Proteomics:Gaining Momentum Meeting on 2010-01-15
Biomolecular Mass Spectrometry and Proteomics Group, Hugo R. Kruyt Building, Padualaan 8, 3584CA Utrecht, NL, room Z612
10:00 – 14:00, lunch included
- Rob Hooft, NBIC
- Bas van Breukelen, UU
- Perry Moerland
- Péter Horvatovich, RUG, DAF
- Silvia Olabarriaga
- Antoine van Kampen
- User:Huub Hoefsloot
- Twan America, WUR
- Carsten Byrman
- Morris Swertz, Introduction to MolGenis
- George Byelas
- Henk van den Toorn
- User:Andrew Stubbs, EMC
- We really need to come up with a list of short and long term deliverables.
- An inventory of what we currently have. What we all can use already or needs some adaptation. What needs to be done to make it useable for everyone.
- What programming technologies do we use and are we going to use
- Who is responsible for the each deliverable.
- Commitment to start using each other stuff.
- Come up with a good working showcase application. Preferable something that has a contribution of a participants. And commit to it.
- Introduction (in name as in person he cannot attend this day) of Dmitry who will together with me "trekken" this bioinformatics theme. He will focus on the technical part (programming/programmers/deliverables) mainly whereas I wills tart focusing more on the management of the whole project.
- Rob starts with introducing Dmitry
Dmitry is going to work together with Bas as technical leader of the proteomics taskforce. The idea is that Dmitry will take care of the technical part of the project. Where is additional programming expertise needed, is the documentation OK. How to get things on production level etc etc. He will visit the groups and tries to get an clear overview of the deliverables/standards/frameworks used.
- Bas points out that this year (2010) more collaboration is needed as well as interaction between groups to make the platform a success. Therefore it is desirable that the taskforce is going to meet more regularly like every once in the 4-8 weeks.
- Morris and Péter describe and show their implementation of DAF/Molgenis with a time-alignment algorithm. It is suggested to used this as the framework for the proteomics platform as it is versatile and can run both on GRID as well as on clusters. Péter and Morris propose that each group will write up their deliverables and workflows to create an overview "deliverables" that need to be implemented on/in DAF.
- TODO: Morris and Péter will create a template for describing tools and workflows and provide an example.
- Andrew (Rotterdam) points to a chicken and egg problem. The problem is tools are ready but need a framework. Or are written in a local framework and need to be changed to the DAF framework. Either way, you need DAF installed preferred locally on a test machine.
- TODO: Andrew and Morris will work together in getting DAF and Rotterdam workflow implemented. (Andrew you still need to fill out the forms).
- Andrew also points out that he is working on the end of the "pipeline" and cannot always wait until the beginning is completed. This should (after some debate) not be a problem. What is agreed upon is that some data standards need to be set. For one, RAW ms-data (straight from the machine) needs to be converted to mzML the current HUPO-PSI standard for MS(MS) data. This is the entry point for the complete pipeline. Next it was agreed that a standard for peak table/quantitative data is needed. A sub taskforce was created (Twan, Péter, Andrew) to think of a good data format.

◇ ◇ ◇

Required actions:
**A.** According to the meeting notes, what format must RAW MS data be converted to?
**B.** Give again the part of the meeting notes that opens with the words "- An inventory" and closes with "each other stuff.", swapping "inventory" for "catalog".
Use only the meeting notes above to answer.

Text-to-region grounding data
◇ ◇ ◇

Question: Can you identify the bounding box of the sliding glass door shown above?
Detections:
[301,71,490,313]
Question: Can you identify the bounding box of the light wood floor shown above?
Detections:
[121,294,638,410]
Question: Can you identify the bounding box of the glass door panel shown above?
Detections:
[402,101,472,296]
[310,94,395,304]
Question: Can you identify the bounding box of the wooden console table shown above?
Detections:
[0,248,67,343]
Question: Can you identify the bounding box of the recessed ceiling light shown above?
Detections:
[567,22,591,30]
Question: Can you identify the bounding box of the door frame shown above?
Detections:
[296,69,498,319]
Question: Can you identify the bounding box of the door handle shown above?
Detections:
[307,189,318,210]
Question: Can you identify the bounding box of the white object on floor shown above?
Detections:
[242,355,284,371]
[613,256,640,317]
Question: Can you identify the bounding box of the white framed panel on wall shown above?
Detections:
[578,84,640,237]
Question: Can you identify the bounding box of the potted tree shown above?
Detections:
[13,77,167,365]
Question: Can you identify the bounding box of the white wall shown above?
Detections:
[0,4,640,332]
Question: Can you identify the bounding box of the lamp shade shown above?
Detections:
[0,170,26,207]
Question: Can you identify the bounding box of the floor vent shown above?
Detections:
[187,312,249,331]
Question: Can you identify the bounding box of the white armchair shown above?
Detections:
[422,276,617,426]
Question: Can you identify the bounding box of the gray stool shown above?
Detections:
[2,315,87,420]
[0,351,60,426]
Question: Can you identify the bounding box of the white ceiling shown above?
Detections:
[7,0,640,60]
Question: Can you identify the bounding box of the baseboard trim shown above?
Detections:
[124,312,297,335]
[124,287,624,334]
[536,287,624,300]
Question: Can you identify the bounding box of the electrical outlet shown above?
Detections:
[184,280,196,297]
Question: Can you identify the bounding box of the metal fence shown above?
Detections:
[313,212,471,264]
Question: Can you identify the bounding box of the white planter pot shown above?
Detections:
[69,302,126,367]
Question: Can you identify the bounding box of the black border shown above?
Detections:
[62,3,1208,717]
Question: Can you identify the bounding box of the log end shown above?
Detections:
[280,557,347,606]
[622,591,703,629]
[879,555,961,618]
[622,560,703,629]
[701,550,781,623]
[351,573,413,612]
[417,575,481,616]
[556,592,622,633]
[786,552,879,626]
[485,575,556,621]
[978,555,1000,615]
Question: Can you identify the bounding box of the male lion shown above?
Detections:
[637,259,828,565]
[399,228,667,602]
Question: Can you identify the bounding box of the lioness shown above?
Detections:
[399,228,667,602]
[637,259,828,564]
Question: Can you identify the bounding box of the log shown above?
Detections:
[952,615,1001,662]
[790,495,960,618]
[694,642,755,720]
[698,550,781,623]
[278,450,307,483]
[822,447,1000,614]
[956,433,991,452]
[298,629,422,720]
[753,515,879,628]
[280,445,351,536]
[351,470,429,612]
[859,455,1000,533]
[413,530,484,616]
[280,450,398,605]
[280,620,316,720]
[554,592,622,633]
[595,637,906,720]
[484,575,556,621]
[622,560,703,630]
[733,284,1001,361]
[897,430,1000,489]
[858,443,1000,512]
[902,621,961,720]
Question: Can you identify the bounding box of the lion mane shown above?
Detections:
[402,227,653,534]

◇ ◇ ◇

Responses by item number:
**A.** mzML, the current HUPO-PSI standard for MS(MS) data.

**B.**
- An catalog of what we currently have. What we all can use already or needs some adaptation. What needs to be done to make it useable for everyone.
- What programming technologies do we use and are we going to use
- Who is responsible for the each deliverable.
- Commitment to start using each other stuff.